Excerpt:

------

TUESDAYS WITH TERESA: Connecting to the Christmas Story

I write this last message for the year on Gaudete Sunday – the Sunday of joy, rejoicing and eager expectation. This day will be completed by going to Lochinvar and being part of their traditional Carols in the Cloister. What a joyous way to continue preparing for the celebration of Christmas.

During the week Allen and I attended the Christmas performance of the Echology Choir and the University of Newcastle Chamber Orchestra, at the Sacred Heart Cathedral. Once again, it was truly inspiring, leaving my soul singing for joy. The singers, musicians, bell-ringers and conductors were just amazing. Please put a reminder, to look out for this, in your calendar for next year. Over the weekend, we also were in Sydney and so made our way to St Mary’s Cathedral for The Lights of Christmas event, which is heralded by a choir singing Christmas Carols on the steps of St Mary’s Cathedral, and as night falls, a light show on the front façade of the Cathedral is displayed. It is breathtakingly incredible and beautiful. Thousands of people filled Cathedral Square in peace and in awe of not only the singing and light show but also of the crib scene. There were people there of all ages, but best of all was the presence of young families who brought their children, connecting them to the Christmas story. It was great just to be there and witness so much faith and hope. It was not just a ‘show’.

In this message you will see the photos which Allen took with the key messages of Peace, Love, Joy and Goodwill.

As Allen and I made our way back to the train station, I was amazed at how many families with young children were just enjoying wandering around Sydney, just enjoying the presence of the festive season of Christmas.

In preparing for this message, I visited the Centre for Action and Contemplation website. There are two great Advent messages on this site, one by Richard Rohr and the other by Cynthia Bourgeaults. Both are worth listening to as they capture the essence of what we are preparing for:

When we speak of Advent or preparing for Christmas, we’re not talking about waiting for a little baby to be born. We’re in fact welcoming the universal, cosmic Christ—the Christ that is forever being born in the human soul and history.

So as we bring another year to a close, I am struck by our need for the divine heart being brought into radiance within our own human hearts. This last and final week of the Royal Commission in the Institutional Responses to Child Sexual Abuse continues to remind me that I have a choice in the incarnation of God into our world today, not some 2000 years ago and not in some future place, beyond life, but now. I have a responsibility and a calling to Shine the Light.

------

Stored records
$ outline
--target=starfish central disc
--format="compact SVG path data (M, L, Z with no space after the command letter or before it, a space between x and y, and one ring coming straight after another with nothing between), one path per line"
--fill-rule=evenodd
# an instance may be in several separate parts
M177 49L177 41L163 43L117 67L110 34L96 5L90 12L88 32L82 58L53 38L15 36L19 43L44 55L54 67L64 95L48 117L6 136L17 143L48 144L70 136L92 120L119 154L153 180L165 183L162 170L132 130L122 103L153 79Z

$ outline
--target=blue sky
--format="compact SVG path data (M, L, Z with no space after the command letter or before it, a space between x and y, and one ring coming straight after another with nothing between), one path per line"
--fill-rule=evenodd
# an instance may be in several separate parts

------

Task 1:
List the key messages that the post says appear in Allen's photos.
Task 2:
Quote the post word for word, starting at "In preparing for" and ending at "soul and history.".
Work only from the post, not from the entries.

Correct result 1:
Peace, Love, Joy, Goodwill

Correct result 2:
In preparing for this message, I visited the Centre for Action and Contemplation website. There are two great Advent messages on this site, one by Richard Rohr and the other by Cynthia Bourgeaults. Both are worth listening to as they capture the essence of what we are preparing for:

When we speak of Advent or preparing for Christmas, we’re not talking about waiting for a little baby to be born. We’re in fact welcoming the universal, cosmic Christ—the Christ that is forever being born in the human soul and history.